[Detection records]
* begin *

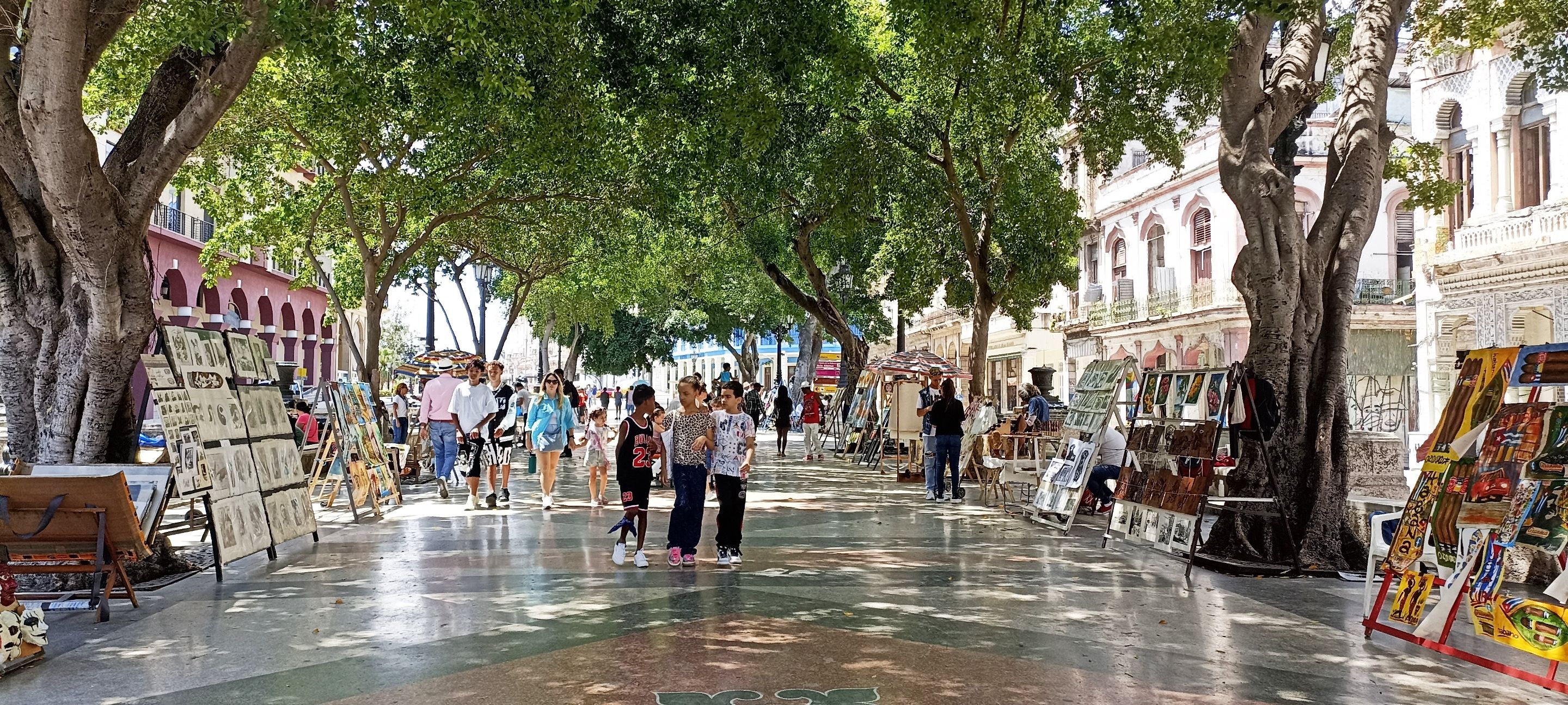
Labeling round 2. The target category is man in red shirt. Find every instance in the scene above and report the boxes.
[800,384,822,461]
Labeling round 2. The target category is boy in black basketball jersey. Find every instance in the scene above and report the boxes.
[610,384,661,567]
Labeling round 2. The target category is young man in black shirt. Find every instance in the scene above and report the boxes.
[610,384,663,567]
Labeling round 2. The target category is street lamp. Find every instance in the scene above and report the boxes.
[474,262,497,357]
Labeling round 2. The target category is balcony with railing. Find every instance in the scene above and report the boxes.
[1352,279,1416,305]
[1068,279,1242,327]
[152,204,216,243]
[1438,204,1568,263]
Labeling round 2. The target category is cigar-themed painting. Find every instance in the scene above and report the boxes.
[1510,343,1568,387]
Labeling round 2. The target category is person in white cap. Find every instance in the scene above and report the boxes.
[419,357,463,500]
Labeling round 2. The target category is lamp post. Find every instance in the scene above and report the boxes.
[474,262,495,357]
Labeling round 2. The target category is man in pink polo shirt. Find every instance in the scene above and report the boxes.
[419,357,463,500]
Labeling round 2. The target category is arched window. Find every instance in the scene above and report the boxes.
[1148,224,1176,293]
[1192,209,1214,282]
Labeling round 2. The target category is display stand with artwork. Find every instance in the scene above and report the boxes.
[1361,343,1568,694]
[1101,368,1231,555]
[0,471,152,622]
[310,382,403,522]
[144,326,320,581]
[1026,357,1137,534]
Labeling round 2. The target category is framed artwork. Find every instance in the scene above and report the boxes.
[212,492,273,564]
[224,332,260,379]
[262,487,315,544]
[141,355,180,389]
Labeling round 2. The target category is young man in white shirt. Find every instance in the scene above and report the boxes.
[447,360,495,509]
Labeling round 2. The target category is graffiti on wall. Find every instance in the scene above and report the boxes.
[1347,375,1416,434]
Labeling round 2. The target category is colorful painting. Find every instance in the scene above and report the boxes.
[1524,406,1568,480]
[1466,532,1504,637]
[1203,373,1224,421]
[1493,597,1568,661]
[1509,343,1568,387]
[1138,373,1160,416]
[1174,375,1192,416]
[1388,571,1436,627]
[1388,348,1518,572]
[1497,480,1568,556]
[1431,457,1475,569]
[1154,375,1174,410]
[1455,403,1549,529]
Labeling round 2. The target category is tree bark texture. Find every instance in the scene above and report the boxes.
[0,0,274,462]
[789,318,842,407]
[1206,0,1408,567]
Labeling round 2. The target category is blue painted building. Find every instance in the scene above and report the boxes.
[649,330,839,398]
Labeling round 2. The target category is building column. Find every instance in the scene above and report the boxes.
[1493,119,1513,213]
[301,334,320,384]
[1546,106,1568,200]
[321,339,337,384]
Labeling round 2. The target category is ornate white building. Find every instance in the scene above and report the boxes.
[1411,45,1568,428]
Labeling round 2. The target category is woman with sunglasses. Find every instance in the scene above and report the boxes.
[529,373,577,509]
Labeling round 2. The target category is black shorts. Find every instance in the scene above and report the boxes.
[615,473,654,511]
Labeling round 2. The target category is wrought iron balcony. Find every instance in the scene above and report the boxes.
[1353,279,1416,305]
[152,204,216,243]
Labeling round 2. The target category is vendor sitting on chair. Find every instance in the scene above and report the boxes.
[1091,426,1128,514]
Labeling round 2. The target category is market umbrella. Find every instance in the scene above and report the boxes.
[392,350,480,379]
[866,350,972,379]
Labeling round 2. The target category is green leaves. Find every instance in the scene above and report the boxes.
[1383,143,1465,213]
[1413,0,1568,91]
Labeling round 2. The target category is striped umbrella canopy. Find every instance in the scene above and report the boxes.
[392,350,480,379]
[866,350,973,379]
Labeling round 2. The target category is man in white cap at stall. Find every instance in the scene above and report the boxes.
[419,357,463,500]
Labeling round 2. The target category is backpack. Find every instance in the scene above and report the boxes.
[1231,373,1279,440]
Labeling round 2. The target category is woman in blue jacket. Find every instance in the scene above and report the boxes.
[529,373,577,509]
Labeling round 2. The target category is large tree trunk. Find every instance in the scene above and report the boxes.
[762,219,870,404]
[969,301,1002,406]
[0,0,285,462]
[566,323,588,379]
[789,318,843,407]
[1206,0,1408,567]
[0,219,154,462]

* end *

### [Problem details]
Reproduce every line of the records above without changing a word, leaving out the pictures.

### [Answer to this exercise]
Labeling round 2. The target category is man in red shirt. Find every instance in the scene above and report the boxes.
[800,384,822,461]
Labeling round 2. The target category is boy in black basketball jersey. Find every instance in the scene above and report the boxes.
[610,384,661,567]
Labeling round 2. The target category is young man in black shirt. Find every instance in the scene above and report the boxes.
[610,384,663,567]
Labeling round 2. The target category is street lamp. Find every instance in the scene above and report the boxes.
[474,262,497,357]
Labeling round 2. The target category is balcony with railing. Find every instance in the scene above and report the boxes.
[1352,279,1416,305]
[1068,279,1242,327]
[152,204,216,243]
[1438,204,1568,263]
Labeling round 2. The target category is cigar-themed painting. Find every instance in the scene above and report the boxes.
[1510,343,1568,387]
Labeling round 2. The target category is person in white cap. Find every instance in the scene above and report the boxes.
[419,357,463,500]
Labeling round 2. The target category is lamp post. Find every instance in the scene above and report the boxes.
[474,262,495,357]
Labeling round 2. The target category is man in pink polo shirt. Find every instance in the scene above and report the boxes.
[419,357,463,500]
Labeling round 2. The target category is arched window. Find every instance in the scene above and report the boxes.
[1148,224,1176,293]
[1192,209,1214,282]
Labeling round 2. The target category is display stand with artwork. Find every instance in the scene above and report the boxes.
[1361,343,1568,694]
[1101,368,1231,555]
[0,471,152,622]
[310,382,403,522]
[144,326,320,581]
[1026,357,1137,534]
Labeling round 2. The target category is framed artwork. Find every instance in the scene above and report the boxes.
[212,492,273,564]
[224,332,260,379]
[262,487,315,544]
[141,355,180,389]
Labeling round 2. The target category is young man in white shirt. Find every instance in the scene above and report the boxes.
[447,360,495,509]
Labeling round 2. The target category is graffiti on wall. Find every instance in the scene above and report the boxes.
[1347,375,1416,434]
Labeling round 2. The target category is colorful painting. Find every instance in the scene above and report the boxes.
[1524,406,1568,480]
[1466,532,1504,637]
[1203,373,1224,421]
[1493,597,1568,661]
[1509,343,1568,387]
[1138,373,1160,416]
[1174,375,1192,416]
[1388,571,1436,627]
[1388,348,1518,572]
[1497,480,1568,556]
[1431,457,1475,569]
[1154,375,1174,410]
[1455,403,1549,529]
Labeling round 2. The target category is tree bark texture. Find every instance in the scene above and report the boxes.
[0,0,274,462]
[789,318,842,407]
[1206,0,1408,567]
Labeling round 2. The target category is blue painted building. Find every instance in the scene above and report the boxes.
[649,330,839,398]
Labeling round 2. The target category is building column. Find every instance in the scene above and report the boxes.
[1493,119,1513,213]
[301,334,320,384]
[1546,106,1568,200]
[321,339,337,384]
Labeling round 2. The target category is ornate white building. Find every instance in the scene above and report the boxes.
[1411,45,1568,428]
Labeling round 2. The target category is woman with sunglasses. Find every instance in the scene above and report the boxes.
[529,373,577,509]
Labeling round 2. The target category is black shorts. Find every instance in the scene above and report the boxes.
[615,473,654,511]
Labeling round 2. The target category is wrought iron balcony. Find every instance in the scene above and report the boxes.
[1353,279,1416,305]
[152,204,216,243]
Labeling round 2. The target category is vendor sitting on chair. Find every instance in the scene above and report the boxes.
[1091,426,1128,514]
Labeling round 2. The target category is market umbrella. Find every instance in the scene above and report the boxes.
[392,350,480,379]
[866,350,972,379]
Labeling round 2. The target category is green leaves. Find every instance in the scene above and report the boxes.
[1383,143,1465,213]
[1413,0,1568,91]
Labeling round 2. The target category is striped umbrella canopy. Find every instance in the scene above and report the boxes.
[392,350,480,379]
[866,350,973,379]
Labeling round 2. The target category is man in white cap at stall. Find every instance in the scene above and report the boxes.
[419,357,463,500]
Labeling round 2. The target category is backpack. Find every instance in the scene above and report the boxes.
[1231,373,1279,440]
Labeling round 2. The target category is woman in blue jacket. Find every instance in the scene above and report the boxes.
[529,373,577,509]
Labeling round 2. The target category is large tree trunk. Find every instance in the scene above and report the boxes.
[762,219,870,404]
[969,301,1002,406]
[0,0,285,462]
[566,323,588,379]
[789,318,843,407]
[1206,0,1408,567]
[0,219,154,462]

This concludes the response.